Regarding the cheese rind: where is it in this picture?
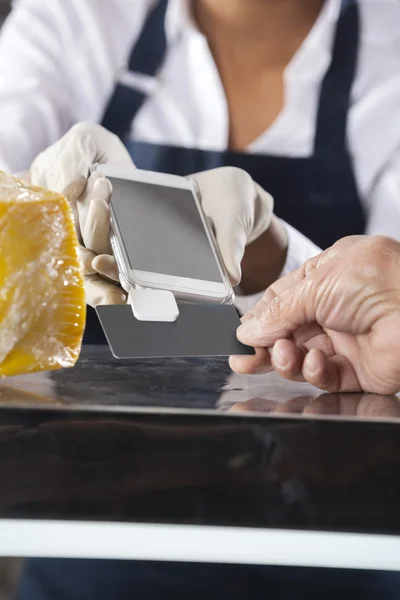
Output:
[0,172,86,377]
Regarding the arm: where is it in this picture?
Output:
[0,0,148,172]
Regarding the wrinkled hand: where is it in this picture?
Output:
[30,123,134,306]
[231,236,400,394]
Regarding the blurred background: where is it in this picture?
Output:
[0,8,20,600]
[0,0,11,24]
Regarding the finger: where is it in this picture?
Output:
[85,275,127,308]
[82,198,112,254]
[271,340,306,381]
[237,278,317,348]
[229,348,272,375]
[303,348,361,392]
[78,246,96,275]
[76,172,112,247]
[92,254,119,282]
[191,167,250,286]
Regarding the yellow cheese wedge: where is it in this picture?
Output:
[0,171,86,377]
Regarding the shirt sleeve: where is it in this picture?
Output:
[0,0,149,173]
[365,147,400,241]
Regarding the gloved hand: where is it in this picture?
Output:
[30,123,133,306]
[31,123,273,306]
[231,236,400,394]
[78,167,273,300]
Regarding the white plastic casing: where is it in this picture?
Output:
[128,289,179,323]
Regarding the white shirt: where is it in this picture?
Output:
[0,0,400,308]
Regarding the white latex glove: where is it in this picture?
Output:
[190,167,274,286]
[30,123,133,306]
[83,167,274,298]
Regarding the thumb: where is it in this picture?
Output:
[214,222,247,286]
[237,279,317,348]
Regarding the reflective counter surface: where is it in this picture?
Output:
[0,346,400,421]
[0,348,400,569]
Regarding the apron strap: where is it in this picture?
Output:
[314,0,360,156]
[102,0,168,139]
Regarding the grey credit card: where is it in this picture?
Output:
[96,304,254,359]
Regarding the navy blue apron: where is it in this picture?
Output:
[85,0,365,343]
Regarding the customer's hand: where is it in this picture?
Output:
[231,236,400,394]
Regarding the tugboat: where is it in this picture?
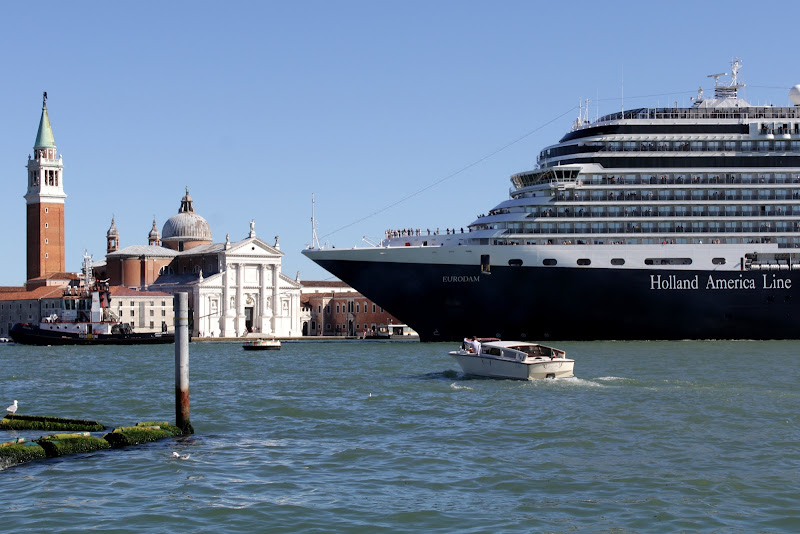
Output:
[9,254,175,345]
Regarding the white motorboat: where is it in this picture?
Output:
[449,341,575,380]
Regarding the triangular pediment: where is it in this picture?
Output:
[223,237,283,257]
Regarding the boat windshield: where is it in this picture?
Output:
[509,345,553,356]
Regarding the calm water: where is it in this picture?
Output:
[0,342,800,533]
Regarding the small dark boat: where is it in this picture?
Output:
[9,255,175,345]
[242,339,281,350]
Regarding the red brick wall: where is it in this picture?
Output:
[303,293,400,336]
[26,203,66,280]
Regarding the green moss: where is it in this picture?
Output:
[103,425,175,448]
[0,442,47,469]
[0,415,106,432]
[36,433,111,458]
[136,421,183,436]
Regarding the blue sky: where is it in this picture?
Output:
[0,0,800,285]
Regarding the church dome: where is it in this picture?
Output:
[161,187,211,250]
[106,217,119,237]
[147,219,161,239]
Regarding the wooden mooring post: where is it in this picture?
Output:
[173,293,194,434]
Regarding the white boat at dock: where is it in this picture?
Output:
[449,341,575,380]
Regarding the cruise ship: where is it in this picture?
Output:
[303,60,800,341]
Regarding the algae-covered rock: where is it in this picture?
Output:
[35,432,111,458]
[0,440,47,469]
[103,425,175,448]
[0,414,106,432]
[136,421,183,436]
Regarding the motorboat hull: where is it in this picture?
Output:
[450,351,575,380]
[242,341,281,350]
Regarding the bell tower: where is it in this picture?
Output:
[25,93,67,280]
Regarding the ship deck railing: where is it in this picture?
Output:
[580,106,800,128]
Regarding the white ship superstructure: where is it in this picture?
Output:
[305,61,800,339]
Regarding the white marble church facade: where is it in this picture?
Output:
[103,189,302,338]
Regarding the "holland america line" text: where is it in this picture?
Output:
[650,274,792,289]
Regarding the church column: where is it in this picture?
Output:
[258,263,272,334]
[272,263,283,334]
[219,265,230,337]
[236,263,246,336]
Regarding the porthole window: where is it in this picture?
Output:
[644,258,692,265]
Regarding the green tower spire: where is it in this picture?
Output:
[33,91,56,148]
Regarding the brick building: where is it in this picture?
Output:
[300,281,400,336]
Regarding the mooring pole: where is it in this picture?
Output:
[172,293,194,434]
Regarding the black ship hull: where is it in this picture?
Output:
[9,323,175,345]
[314,258,800,341]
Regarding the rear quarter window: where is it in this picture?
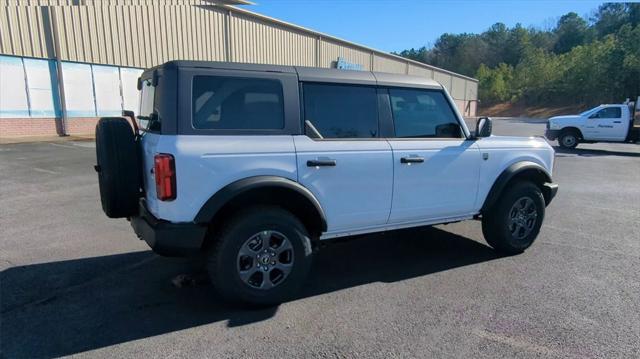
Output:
[192,76,285,130]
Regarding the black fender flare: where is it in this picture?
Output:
[480,161,552,212]
[194,176,327,232]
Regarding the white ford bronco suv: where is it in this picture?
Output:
[96,61,558,305]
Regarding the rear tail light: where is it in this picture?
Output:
[153,153,176,201]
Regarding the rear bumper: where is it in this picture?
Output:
[544,130,560,141]
[131,200,207,257]
[543,182,558,206]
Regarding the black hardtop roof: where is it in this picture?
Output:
[141,60,442,89]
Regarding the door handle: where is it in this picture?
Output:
[400,157,424,163]
[307,159,336,167]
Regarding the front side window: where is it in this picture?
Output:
[591,107,622,118]
[389,89,462,138]
[192,76,284,130]
[303,84,379,138]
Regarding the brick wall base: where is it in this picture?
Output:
[0,117,98,138]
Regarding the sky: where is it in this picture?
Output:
[242,0,602,52]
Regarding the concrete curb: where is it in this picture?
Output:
[0,135,95,145]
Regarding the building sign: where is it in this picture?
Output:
[336,57,364,71]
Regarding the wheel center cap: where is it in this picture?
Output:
[257,253,271,264]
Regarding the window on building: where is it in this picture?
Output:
[192,76,284,130]
[24,59,60,117]
[303,84,379,138]
[91,65,122,116]
[62,62,96,117]
[389,89,462,138]
[0,56,29,117]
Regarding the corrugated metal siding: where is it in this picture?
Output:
[451,76,466,100]
[373,54,407,74]
[0,0,478,114]
[318,39,372,71]
[230,14,316,66]
[433,71,451,92]
[0,6,54,58]
[41,5,226,67]
[409,64,433,79]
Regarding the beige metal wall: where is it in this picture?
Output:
[0,0,477,116]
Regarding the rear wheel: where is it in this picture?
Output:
[558,130,580,149]
[482,182,545,254]
[208,206,311,306]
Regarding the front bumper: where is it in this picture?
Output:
[542,182,558,206]
[544,129,560,141]
[131,200,207,257]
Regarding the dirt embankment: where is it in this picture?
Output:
[478,103,593,118]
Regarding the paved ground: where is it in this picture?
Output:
[0,120,640,358]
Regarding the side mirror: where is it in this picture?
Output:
[476,117,493,138]
[122,110,136,120]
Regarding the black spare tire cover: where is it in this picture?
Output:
[96,117,141,218]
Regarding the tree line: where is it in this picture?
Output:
[398,3,640,107]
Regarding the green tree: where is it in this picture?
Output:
[553,12,589,54]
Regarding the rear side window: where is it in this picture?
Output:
[389,89,462,138]
[303,83,378,138]
[192,76,284,130]
[591,107,622,118]
[136,79,160,132]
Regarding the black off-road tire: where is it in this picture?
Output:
[558,130,580,150]
[482,181,545,255]
[96,117,142,218]
[207,206,312,307]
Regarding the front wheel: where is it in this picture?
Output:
[208,206,312,306]
[482,182,545,254]
[558,131,580,149]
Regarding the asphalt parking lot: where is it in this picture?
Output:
[0,119,640,358]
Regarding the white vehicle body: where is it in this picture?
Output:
[143,131,554,238]
[95,61,558,304]
[546,98,640,147]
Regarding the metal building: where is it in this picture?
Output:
[0,0,478,137]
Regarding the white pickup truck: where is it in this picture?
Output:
[545,97,640,148]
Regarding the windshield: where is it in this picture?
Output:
[136,79,160,131]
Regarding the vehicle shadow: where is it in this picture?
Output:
[553,146,640,157]
[0,228,498,358]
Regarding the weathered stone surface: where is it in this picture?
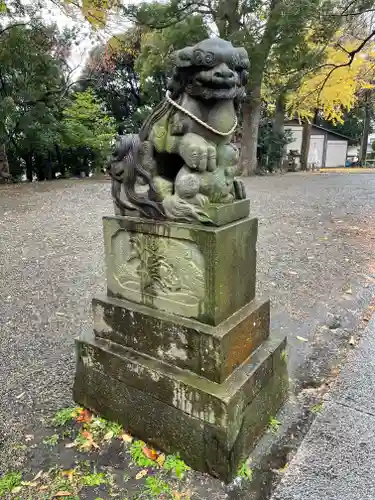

What is needed: Rewrite every row above, swapping "Regarding" for "Concerning" and keeping everything else the same. Leave the pictures out of your answer.

Task solution:
Concerning the cheese rind: where is it in this picture?
Output:
[0,172,86,377]
Concerning the arm: where is it in this picture?
Output:
[0,0,148,172]
Concerning the wrinkled hand: where is it in this picture?
Output:
[30,123,134,306]
[231,236,400,394]
Concerning the blurred background: where is it in this picture?
Output:
[0,8,20,600]
[0,0,11,24]
Concerning the finger: where is it in this picture?
Output:
[85,275,127,308]
[82,198,112,254]
[271,340,306,381]
[237,278,317,348]
[229,348,272,375]
[303,348,361,392]
[78,246,96,275]
[76,172,112,247]
[92,254,119,282]
[191,167,250,286]
Concerning the yellow cheese wedge: where is it in this picture?
Output:
[0,171,86,377]
Concerning the shirt sleeve: where is it in this picture?
Output:
[0,0,149,173]
[365,147,400,241]
Concerning the gloved hand: where is it in this picture?
Output:
[30,123,133,306]
[31,123,273,306]
[231,236,400,394]
[78,167,273,300]
Concerning the white plastic casing: where is it in this picture?
Output:
[128,289,179,323]
Concerning the white shirt: where is it in this picture?
Output:
[0,0,400,308]
Concerning the white latex glove: where is it in this picture?
Output:
[190,167,274,286]
[30,123,133,306]
[83,167,274,298]
Concerning the thumb: where is it in this picture?
Output:
[214,222,247,286]
[237,279,317,348]
Concerning the reflective counter surface: where is it in this picture?
Output:
[0,346,400,421]
[0,348,400,569]
Concerning the apron strap: where is it in this picture?
Output:
[314,0,360,156]
[102,0,168,139]
Concerning the grey credit card: where is it in this picture?
Output:
[96,304,254,359]
Concerning the navy blue apron: where is it in this picture?
Output:
[85,0,365,343]
Concerning the customer's hand: where is it in this picture?
Output:
[231,236,400,394]
Concerning the tugboat: where is it in this picture?
Output:
[9,254,175,345]
Concerning the white motorboat: where is it in this picture?
Output:
[449,341,575,380]
Concerning the triangular pediment: where is it in this picture?
Output:
[223,237,283,257]
Concerning the boat windshield: where is it in this picture?
Output:
[509,345,553,356]
Concerning the calm water: where is it in this picture?
Output:
[0,342,800,533]
Concerning the small dark boat: where is it in this picture?
Output:
[9,255,175,345]
[242,339,281,350]
Concerning the red brick wall: where is it in this picture?
Output:
[303,293,400,336]
[26,203,66,280]
Concerning the green moss: where is it in this picture?
Output:
[103,425,175,448]
[0,442,47,469]
[0,415,106,432]
[36,433,111,458]
[136,421,183,436]
Concerning the blue sky: where is it in this picture?
Output:
[0,0,800,285]
Concerning the church dome: where is it in this picture?
Output:
[161,187,211,250]
[106,217,119,237]
[147,219,161,239]
Concerning the wooden mooring post: where is it in this picture?
Output:
[173,293,194,434]
Concerning the white boat at dock: where is it in this picture?
Output:
[449,341,575,380]
Concerning the cruise ship: where is it in this picture?
Output:
[303,60,800,341]
Concerning the algae-covered rock: where is it in this picture?
Output:
[35,432,111,458]
[0,440,47,469]
[103,425,175,448]
[0,414,106,432]
[136,421,183,436]
Concerning the motorboat hull: where is it in this picture?
Output:
[450,351,575,380]
[242,341,281,350]
Concerning the bell tower: where is it in this picture?
Output:
[25,93,67,280]
Concerning the ship deck railing: where is it in this picture?
Output:
[580,106,800,128]
Concerning the white ship superstructure: where is it in this picture?
Output:
[305,61,800,339]
Concerning the white marble church facade: where is it in this picture?
Output:
[103,189,302,338]
Concerning the "holland america line" text: where is it in this picture?
Output:
[650,274,792,289]
Concerning the church column: where is it in this picture?
Output:
[258,263,272,334]
[272,263,283,334]
[219,265,230,337]
[236,263,246,336]
Concerning the porthole window: where is it in this picture?
Output:
[644,258,692,265]
Concerning the green tower spire: where is it in this picture?
Output:
[33,91,56,148]
Concerning the brick building: where is it in this picture?
Output:
[300,281,400,336]
Concerning the mooring pole: where is it in this picture?
Output:
[172,293,194,434]
Concerning the black ship hull: where is it in this picture?
Output:
[9,323,175,345]
[314,258,800,341]
Concerning the rear quarter window: where is it in this picture?
Output:
[192,76,285,130]
Concerning the black fender flare: where is it in this picture?
Output:
[480,161,552,212]
[194,176,327,232]
Concerning the white ford bronco suv: where is it in this picture?
Output:
[96,61,558,305]
Concerning the rear tail light: where is it in this picture?
Output:
[153,153,176,201]
Concerning the rear bumper: where is it in this picture?
Output:
[544,130,560,141]
[131,200,207,257]
[543,182,558,206]
Concerning the black hardtop roof: where is it in this picture?
Output:
[141,60,442,89]
Concerning the door handle: where is it in this picture?
Output:
[400,157,424,163]
[307,159,336,167]
Concerning the front side window: where is it in this picture?
Output:
[591,107,622,118]
[389,89,462,138]
[192,76,284,130]
[303,84,379,138]
Concerning the brick wall base: where is it in this picture?
Output:
[0,117,98,138]
Concerning the sky: where is it in this picture?
Output:
[242,0,602,52]
Concerning the concrete curb: where is it in this picture?
Output:
[0,135,95,145]
Concerning the building sign: where is it in this picture?
Output:
[336,57,364,71]
Concerning the wheel center cap: where is it in this picture?
Output:
[257,253,271,264]
Concerning the window on building: where is it in this picture?
Output:
[192,76,284,130]
[24,59,60,117]
[303,84,379,138]
[91,65,122,116]
[62,62,96,117]
[389,89,462,138]
[0,56,29,117]
Concerning the corrugated metal siding: where is it in this picture?
Output:
[451,76,466,100]
[373,54,407,74]
[0,0,478,114]
[318,39,372,71]
[230,14,316,66]
[433,71,451,92]
[0,6,54,58]
[41,5,226,67]
[409,64,433,79]
Concerning the beige metal wall: where is it in this picture?
Output:
[0,0,477,116]
Concerning the rear wheel: where is it in this picture?
Output:
[558,130,580,149]
[482,182,545,254]
[208,206,311,306]
Concerning the front bumper: where is it in this picture?
Output:
[542,182,558,206]
[544,129,560,141]
[131,200,207,257]
Concerning the dirt embankment: where is it in this picture?
Output:
[478,103,593,118]
Concerning the paved ground: where is it in this picture?
Output:
[0,120,640,358]
Concerning the side mirror: where is it in this picture?
Output:
[476,117,493,138]
[122,110,136,120]
Concerning the black spare tire cover: where is it in this picture?
Output:
[96,117,141,218]
Concerning the tree line: where is it in this picture?
Output:
[398,3,640,107]
Concerning the green tree: where is it in this picture?
Output:
[553,12,589,54]
Concerning the rear side window: where is it in this picture?
Output:
[389,89,462,138]
[303,83,378,138]
[192,76,284,130]
[591,107,622,118]
[136,79,160,132]
Concerning the black off-road tire: where is it in this picture?
Output:
[558,130,580,150]
[482,181,545,255]
[96,117,142,218]
[207,206,312,307]
Concerning the front wheel: where is it in this picture?
Output:
[208,206,312,306]
[482,182,545,254]
[558,131,580,149]
Concerning the asphalt parking lot: where is it in this picture?
Output:
[0,119,640,358]
Concerning the white vehicle body: where is it in this picture?
Output:
[143,131,554,238]
[95,61,558,304]
[546,98,640,147]
Concerning the metal building: where is it in this picture?
Output:
[0,0,478,137]
Concerning the white pickup truck: where is it in this picture?
Output:
[545,97,640,148]
Concerning the windshield: where is it in this picture?
Output:
[136,79,160,131]
Concerning the vehicle shadow: where is it in this picture?
Output:
[553,146,640,157]
[0,228,498,358]
Concerning the weathered stone surface: where is it in this picture?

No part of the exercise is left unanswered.